_INSTRUCTIONS FOR THE TASK_
Count how many lines of the records contain the string "clicks", matching case exactly, and give only that number.

[Source records]
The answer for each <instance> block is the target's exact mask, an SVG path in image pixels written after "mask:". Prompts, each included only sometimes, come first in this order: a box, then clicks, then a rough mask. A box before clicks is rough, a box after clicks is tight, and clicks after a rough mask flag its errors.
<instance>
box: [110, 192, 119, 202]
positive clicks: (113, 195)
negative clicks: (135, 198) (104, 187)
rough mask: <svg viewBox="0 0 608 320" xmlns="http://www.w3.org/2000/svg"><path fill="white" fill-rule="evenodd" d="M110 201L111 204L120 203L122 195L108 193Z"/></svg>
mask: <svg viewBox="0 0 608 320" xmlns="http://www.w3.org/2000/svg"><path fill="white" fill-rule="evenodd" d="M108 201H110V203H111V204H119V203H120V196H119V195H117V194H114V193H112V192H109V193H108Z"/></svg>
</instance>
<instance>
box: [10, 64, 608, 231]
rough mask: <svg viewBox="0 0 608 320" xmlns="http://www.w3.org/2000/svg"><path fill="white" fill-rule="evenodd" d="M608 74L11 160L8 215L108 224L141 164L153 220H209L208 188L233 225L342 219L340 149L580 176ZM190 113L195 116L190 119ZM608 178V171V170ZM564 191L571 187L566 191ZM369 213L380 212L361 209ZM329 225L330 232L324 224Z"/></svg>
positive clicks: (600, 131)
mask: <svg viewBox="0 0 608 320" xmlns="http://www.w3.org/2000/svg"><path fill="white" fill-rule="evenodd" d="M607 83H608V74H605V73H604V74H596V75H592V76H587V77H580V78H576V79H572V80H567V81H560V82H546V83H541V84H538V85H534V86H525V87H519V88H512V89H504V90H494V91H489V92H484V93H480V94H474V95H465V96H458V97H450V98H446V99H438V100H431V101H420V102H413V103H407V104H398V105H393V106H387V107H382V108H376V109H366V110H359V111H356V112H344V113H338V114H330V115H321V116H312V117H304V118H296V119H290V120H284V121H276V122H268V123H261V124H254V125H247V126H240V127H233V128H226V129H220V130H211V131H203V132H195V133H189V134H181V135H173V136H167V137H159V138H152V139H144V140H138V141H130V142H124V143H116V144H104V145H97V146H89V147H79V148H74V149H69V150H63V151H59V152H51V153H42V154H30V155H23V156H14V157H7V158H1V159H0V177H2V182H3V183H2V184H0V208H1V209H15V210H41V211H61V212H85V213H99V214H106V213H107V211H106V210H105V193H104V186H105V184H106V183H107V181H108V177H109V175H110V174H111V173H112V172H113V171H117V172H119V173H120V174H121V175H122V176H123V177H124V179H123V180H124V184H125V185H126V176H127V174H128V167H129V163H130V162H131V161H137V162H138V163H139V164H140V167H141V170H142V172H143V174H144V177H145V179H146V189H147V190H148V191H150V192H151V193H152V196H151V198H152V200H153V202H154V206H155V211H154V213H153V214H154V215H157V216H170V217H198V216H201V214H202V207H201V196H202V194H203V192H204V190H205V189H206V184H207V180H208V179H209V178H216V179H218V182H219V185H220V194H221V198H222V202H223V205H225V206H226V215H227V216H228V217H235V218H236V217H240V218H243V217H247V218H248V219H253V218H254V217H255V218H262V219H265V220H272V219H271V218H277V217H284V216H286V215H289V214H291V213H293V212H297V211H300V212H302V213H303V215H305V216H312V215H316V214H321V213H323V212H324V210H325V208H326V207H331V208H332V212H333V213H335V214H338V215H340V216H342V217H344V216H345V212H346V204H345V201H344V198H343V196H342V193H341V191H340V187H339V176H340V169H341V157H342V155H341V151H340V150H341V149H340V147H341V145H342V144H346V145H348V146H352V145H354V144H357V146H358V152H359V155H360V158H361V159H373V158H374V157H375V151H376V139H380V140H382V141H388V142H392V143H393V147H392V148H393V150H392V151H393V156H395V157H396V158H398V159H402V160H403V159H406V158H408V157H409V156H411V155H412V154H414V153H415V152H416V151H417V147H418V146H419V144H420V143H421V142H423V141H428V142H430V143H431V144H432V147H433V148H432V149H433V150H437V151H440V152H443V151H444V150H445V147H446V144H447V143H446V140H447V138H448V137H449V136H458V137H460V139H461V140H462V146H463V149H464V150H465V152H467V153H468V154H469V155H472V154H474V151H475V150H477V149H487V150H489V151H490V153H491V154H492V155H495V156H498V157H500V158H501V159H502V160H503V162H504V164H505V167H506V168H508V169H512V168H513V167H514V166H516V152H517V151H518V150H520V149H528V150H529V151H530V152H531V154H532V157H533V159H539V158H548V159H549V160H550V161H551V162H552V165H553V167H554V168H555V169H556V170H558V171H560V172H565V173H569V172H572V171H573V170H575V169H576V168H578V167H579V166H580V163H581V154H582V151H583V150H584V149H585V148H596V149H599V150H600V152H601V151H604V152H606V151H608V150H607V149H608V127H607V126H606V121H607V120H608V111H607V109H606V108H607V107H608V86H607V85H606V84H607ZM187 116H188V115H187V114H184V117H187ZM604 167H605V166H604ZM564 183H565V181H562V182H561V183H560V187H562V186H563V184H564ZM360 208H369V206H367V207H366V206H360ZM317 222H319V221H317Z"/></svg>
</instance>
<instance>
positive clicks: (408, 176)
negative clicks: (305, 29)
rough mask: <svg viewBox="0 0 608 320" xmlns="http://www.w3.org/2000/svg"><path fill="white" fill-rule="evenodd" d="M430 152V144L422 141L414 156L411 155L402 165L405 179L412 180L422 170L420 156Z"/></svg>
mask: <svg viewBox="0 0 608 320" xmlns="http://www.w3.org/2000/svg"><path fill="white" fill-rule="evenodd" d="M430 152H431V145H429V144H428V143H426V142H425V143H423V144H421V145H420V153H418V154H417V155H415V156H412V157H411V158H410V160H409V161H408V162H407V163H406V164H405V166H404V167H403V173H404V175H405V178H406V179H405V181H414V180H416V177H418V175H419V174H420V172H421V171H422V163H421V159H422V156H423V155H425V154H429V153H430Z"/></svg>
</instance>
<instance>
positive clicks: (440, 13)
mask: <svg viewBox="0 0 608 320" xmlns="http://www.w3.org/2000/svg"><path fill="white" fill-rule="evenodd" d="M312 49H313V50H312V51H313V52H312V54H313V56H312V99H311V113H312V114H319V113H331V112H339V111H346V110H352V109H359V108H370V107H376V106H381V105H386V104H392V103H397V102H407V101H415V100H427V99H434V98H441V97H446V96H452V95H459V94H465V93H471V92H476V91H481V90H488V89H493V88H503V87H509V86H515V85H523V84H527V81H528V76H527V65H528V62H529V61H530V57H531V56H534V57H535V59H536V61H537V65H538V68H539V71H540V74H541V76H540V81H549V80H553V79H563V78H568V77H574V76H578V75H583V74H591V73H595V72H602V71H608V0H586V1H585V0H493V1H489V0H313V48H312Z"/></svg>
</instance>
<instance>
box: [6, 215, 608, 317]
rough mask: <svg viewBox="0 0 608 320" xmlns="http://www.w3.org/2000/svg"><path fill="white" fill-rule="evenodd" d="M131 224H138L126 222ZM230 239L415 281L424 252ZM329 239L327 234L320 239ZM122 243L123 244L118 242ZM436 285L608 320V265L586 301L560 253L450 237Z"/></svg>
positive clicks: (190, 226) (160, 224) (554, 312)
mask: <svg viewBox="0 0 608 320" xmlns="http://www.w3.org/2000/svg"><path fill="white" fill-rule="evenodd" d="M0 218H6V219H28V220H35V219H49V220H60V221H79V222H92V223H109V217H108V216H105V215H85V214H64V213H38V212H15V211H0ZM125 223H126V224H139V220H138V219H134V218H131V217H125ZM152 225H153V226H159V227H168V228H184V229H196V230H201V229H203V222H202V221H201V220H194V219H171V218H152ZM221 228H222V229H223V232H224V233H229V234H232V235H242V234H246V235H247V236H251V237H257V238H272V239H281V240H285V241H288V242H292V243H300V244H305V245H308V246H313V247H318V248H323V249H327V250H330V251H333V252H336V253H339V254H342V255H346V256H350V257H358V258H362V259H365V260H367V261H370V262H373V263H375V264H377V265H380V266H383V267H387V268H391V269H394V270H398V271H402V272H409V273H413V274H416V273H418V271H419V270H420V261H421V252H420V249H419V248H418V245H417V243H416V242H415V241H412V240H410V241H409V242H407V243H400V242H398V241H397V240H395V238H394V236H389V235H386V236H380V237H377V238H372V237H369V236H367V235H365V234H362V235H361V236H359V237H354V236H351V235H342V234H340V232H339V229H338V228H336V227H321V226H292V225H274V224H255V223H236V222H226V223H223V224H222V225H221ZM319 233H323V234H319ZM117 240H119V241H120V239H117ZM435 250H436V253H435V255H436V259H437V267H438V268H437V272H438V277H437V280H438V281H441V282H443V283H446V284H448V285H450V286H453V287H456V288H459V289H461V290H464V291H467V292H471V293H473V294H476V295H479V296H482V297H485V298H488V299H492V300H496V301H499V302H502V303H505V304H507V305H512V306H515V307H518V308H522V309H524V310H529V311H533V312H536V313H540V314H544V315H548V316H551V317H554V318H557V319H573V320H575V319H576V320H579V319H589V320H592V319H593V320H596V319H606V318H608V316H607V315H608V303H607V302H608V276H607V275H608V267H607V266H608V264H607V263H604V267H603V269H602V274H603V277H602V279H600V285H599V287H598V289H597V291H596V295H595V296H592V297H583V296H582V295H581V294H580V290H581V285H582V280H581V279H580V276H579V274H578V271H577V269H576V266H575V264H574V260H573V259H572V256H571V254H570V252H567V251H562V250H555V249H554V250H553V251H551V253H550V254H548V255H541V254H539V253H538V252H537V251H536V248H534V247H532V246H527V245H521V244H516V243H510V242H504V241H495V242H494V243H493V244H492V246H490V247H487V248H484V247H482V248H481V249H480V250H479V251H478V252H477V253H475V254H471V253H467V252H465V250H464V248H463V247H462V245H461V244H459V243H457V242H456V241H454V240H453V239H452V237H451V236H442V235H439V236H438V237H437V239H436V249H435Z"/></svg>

_RESPONSE TO THE TASK_
8